Reproduce all of the listing below without alteration.

▶ _Data section_:
# # # # #
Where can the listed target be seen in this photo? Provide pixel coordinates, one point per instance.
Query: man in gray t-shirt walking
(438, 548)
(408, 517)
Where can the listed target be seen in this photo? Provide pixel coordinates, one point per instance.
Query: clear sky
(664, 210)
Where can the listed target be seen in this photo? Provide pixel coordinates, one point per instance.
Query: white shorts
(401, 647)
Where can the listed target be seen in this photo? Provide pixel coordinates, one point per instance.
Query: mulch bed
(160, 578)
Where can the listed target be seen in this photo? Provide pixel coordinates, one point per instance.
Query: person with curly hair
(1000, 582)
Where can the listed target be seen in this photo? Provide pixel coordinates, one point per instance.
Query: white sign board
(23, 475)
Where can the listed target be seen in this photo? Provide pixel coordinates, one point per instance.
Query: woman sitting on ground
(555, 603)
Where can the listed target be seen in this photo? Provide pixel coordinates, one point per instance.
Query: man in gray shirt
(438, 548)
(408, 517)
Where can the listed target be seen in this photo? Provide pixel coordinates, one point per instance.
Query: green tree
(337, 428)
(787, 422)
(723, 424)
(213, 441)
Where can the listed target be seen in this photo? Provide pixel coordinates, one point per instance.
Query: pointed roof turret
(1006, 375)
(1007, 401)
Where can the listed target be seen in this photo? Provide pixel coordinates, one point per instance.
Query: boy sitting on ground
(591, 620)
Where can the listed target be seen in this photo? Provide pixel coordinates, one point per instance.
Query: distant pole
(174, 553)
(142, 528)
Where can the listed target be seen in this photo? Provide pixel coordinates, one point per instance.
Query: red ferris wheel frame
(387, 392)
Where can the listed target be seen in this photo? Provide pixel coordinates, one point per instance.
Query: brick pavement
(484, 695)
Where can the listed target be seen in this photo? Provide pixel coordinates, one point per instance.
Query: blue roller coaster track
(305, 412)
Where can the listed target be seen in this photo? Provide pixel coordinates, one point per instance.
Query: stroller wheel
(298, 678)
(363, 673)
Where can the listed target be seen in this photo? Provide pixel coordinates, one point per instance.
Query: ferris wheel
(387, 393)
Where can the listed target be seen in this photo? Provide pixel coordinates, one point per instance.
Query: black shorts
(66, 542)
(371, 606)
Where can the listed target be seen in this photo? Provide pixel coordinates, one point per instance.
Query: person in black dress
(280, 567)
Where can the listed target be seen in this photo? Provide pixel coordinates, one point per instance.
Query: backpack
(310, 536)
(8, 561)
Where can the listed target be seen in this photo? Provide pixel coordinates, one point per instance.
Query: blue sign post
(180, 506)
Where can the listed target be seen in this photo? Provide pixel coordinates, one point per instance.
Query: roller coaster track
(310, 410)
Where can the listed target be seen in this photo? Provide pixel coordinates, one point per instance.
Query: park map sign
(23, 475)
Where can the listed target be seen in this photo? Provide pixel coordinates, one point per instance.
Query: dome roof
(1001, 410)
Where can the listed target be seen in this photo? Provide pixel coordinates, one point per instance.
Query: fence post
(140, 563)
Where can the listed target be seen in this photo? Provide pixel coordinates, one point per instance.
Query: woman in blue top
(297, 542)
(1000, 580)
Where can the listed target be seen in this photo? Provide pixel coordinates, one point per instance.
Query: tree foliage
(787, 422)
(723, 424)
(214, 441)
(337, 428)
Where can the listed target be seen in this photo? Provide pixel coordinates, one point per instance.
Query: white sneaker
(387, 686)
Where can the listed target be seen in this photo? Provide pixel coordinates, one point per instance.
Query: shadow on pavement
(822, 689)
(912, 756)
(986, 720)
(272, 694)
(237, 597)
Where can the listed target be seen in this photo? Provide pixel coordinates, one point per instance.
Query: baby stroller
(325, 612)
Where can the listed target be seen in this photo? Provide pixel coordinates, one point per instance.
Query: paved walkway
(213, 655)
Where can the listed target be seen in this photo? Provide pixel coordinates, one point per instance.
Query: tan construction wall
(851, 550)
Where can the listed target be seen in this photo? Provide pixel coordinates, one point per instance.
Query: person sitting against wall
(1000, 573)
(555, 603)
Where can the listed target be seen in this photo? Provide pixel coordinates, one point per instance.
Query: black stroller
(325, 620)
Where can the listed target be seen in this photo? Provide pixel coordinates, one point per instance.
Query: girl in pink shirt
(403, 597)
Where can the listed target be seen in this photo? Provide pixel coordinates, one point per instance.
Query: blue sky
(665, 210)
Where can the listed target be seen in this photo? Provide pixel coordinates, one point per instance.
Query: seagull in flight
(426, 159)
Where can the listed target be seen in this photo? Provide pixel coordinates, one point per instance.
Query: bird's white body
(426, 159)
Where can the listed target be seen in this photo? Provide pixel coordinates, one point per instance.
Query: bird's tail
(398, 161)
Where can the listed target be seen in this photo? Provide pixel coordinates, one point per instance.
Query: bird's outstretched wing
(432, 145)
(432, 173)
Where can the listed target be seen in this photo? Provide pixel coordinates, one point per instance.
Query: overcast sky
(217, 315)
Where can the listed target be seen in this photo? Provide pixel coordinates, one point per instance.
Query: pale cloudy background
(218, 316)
# # # # #
▶ _Output below_:
Where can the listed target be seen in this photo? Provide pixel coordinates, one point per instance.
Query: man in gray t-shirt walking
(438, 548)
(408, 517)
Where can the listed target be seen in this photo? Provide pixel coordinates, one point per instance.
Query: clear sky
(664, 210)
Where can the listed target be seen in this photo? Provide pixel coordinates, one point per instance.
Query: white shorts
(401, 647)
Where can the listed target be seen in this photo? Provide pixel coordinates, one point per instance.
Query: mulch bed
(160, 578)
Where can the listed target be seen in this photo? Provide pixel coordinates, one point per instance.
Query: person with curly hair
(1000, 582)
Where can the listed target be seen in this photo? Provide pixel coordinates, one point per instance.
Query: white sign board
(23, 475)
Where can the listed target be seen in this photo? Provide pixel coordinates, one point per instance.
Query: woman sitting on ground
(555, 603)
Where can the listed target be seen in this photo? Provide pixel coordinates, one point per instance.
Query: man in gray shirt
(438, 548)
(408, 517)
Where can the listed target be seen in this photo? Provide pixel coordinates, one point per instance.
Query: green tree
(337, 428)
(787, 422)
(723, 424)
(213, 441)
Where can the listed target be seen in this photo? Provide pixel coordinates, one point per instance.
Query: pointed roof turret
(1006, 375)
(1007, 401)
Where can the listed target be seen in this photo? Provide pixel coordinates, one point per instance.
Query: boy sitting on ground
(591, 620)
Where can the listed target be seen in this photo? Provide pixel coordinates, one point per instance.
Query: distant pole
(174, 553)
(142, 528)
Where can the listed target be seen in this photo? Provide pixel coordinates, one point per instance.
Query: red ferris wheel frame
(387, 392)
Where can the listed target be seen in this photo? Provide pixel coordinates, one point per instance.
Query: brick pavement
(484, 695)
Where can the listed target be seen in this photo? Provide pixel coordinates, one point per instance.
Query: blue roller coaster track
(305, 412)
Where can the listed target be seen in this photo? Provide pixel coordinates, one point per instance.
Query: stroller wheel
(298, 678)
(363, 673)
Where can the listed target be seen in this photo? Provide pixel coordinates, one point per instance.
Query: ferris wheel
(387, 393)
Where can the listed target be seen in this photo? Provide pixel coordinates, one point per instance.
Query: black shorts
(66, 542)
(371, 606)
Where can the listed target be seen in this photo? Provide pixel coordinates, one point per instance.
Query: person in black dress
(280, 567)
Where can the listed target be seen in this photo? Provide pixel coordinates, one point per instance.
Query: backpack
(310, 536)
(8, 561)
Where can the listed target be seen in this photo? Provide pixel coordinates, one point per instance.
Query: blue sign post
(180, 506)
Where can the listed target be seen in this photo? Provide pixel coordinates, one point per instance.
Query: roller coaster track
(310, 410)
Where can the listed target be seen in this photo? Provide pixel coordinates, one point per instance.
Query: park map sign
(23, 475)
Where can the listed target be seen in this photo? Provide pixel coordinates, one point per instance.
Query: dome roof
(1001, 410)
Where can the listed target be seen in this photo? Provide pixel coordinates, one point per instance.
Query: fence post
(140, 563)
Where can the listed target be seen in this photo? Provide pixel coordinates, one point per instance.
Query: woman in blue top
(297, 542)
(1000, 580)
Where can the listed target be seen in this photo? Provide pixel coordinates, one point per instance.
Query: tree foliage
(787, 422)
(723, 424)
(214, 441)
(337, 428)
Where can the listed target be seen in this photo? Provide pixel coordinates, one point per instance.
Query: white sneaker
(387, 686)
Where can the listed target be seen in this photo? Provide pixel coordinates, one point per instance.
Query: shadow on pavement
(822, 689)
(912, 756)
(986, 720)
(272, 694)
(237, 597)
Where can the listed target be seen in this photo? Provide pixel coordinates, one point per instance.
Query: baby stroller
(325, 612)
Where can the listed target be seen in this photo? Provide pixel coordinates, one point per instance.
Query: paved walkway
(213, 655)
Where can the listed target be seen in this photo? Provide pixel coordinates, one point per instance.
Query: tan construction wall
(851, 550)
Where can the listed target be seen in this photo? Provide pixel coordinates, one point per instance.
Query: person sitting against wall
(1000, 573)
(555, 603)
Where can the listed target be seen in this photo? Provide pixel coordinates, one point per instance.
Query: black stroller
(325, 620)
Where can the listed target be seen in this photo? Provide pixel coordinates, one point per instance.
Query: girl in pink shirt
(403, 597)
Where can the listed target be seen in this photo? Provide pixel coordinates, one point per instance.
Query: blue sky
(665, 210)
Where can the listed target be seen in this photo? Provide pixel coordinates, one point per instance.
Query: seagull in flight
(426, 159)
Where can the listed target be seen in this photo? Provide pixel coordinates, one point per instance.
Query: bird's white body
(426, 159)
Where can the listed target be seen in this photo? Provide pixel coordinates, one point per instance.
Query: bird's tail
(398, 161)
Where can the listed target be seen in this photo? Provide pixel coordinates, one point per instance.
Query: bird's outstretched wing
(432, 145)
(432, 173)
Where can the listed target be seen in this photo? Provide pixel coordinates, one point per instance.
Query: overcast sky
(217, 315)
Where can the listed target be seen in this photo? Provide pixel coordinates, one point per instance.
Query: pale cloudy background
(218, 316)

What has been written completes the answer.